Work to complete: Look through the data for the string "tower". Copy every line where it is found.
%%
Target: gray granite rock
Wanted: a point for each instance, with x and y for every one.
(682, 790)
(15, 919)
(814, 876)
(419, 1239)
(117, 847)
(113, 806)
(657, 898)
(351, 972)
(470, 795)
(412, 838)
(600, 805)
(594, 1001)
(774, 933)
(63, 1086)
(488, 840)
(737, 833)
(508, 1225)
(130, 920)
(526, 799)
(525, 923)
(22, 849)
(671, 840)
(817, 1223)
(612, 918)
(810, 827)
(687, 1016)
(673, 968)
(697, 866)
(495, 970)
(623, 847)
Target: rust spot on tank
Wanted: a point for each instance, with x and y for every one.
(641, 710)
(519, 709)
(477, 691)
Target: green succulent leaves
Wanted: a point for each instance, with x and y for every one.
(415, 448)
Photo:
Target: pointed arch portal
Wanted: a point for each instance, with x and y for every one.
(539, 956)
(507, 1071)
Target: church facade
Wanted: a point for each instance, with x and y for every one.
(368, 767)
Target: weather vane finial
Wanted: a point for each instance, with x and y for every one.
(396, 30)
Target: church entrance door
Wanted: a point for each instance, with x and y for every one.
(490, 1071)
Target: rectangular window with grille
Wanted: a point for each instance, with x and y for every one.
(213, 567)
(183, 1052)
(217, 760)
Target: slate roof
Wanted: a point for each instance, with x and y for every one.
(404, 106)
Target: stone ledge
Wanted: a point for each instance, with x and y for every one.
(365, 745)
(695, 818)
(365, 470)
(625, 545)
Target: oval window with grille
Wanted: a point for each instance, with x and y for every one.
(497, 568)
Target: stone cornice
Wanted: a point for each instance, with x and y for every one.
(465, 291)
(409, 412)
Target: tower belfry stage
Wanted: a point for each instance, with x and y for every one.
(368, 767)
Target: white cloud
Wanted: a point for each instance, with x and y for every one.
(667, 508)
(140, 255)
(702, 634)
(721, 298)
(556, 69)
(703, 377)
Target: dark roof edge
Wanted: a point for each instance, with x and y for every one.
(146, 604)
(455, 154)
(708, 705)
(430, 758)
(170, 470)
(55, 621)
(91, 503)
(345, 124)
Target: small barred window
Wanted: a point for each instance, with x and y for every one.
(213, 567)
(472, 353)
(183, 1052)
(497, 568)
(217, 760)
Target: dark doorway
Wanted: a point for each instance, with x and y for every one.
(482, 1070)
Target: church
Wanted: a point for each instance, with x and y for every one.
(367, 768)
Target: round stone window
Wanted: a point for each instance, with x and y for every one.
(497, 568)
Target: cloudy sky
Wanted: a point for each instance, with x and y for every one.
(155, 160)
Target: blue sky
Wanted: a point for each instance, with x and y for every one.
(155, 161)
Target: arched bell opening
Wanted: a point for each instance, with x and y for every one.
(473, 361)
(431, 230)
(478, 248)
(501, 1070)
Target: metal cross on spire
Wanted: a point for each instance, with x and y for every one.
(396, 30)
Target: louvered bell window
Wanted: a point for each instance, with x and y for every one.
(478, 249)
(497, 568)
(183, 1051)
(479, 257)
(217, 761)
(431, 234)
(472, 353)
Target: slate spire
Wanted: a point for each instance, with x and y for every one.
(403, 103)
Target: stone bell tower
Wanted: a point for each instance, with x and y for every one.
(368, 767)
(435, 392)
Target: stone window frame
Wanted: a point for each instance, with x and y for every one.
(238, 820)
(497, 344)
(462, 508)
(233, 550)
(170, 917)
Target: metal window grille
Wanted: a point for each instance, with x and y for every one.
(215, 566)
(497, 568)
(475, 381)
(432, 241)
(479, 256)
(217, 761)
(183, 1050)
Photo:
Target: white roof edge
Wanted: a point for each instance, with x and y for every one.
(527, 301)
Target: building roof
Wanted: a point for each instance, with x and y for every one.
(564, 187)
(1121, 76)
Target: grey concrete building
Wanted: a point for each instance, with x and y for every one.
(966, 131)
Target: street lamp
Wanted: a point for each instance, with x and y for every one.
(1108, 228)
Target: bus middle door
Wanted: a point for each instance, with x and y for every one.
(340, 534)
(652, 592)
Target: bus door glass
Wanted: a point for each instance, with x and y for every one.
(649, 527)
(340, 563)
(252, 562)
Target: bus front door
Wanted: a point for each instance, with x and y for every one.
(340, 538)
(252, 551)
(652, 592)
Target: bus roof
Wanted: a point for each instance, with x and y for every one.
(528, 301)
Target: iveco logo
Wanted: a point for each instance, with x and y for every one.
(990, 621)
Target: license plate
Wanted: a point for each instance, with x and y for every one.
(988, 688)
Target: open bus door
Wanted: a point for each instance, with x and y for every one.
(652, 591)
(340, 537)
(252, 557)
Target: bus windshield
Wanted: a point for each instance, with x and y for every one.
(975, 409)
%%
Response to this exercise:
Target: tower belfry stage
Target: stone bell tower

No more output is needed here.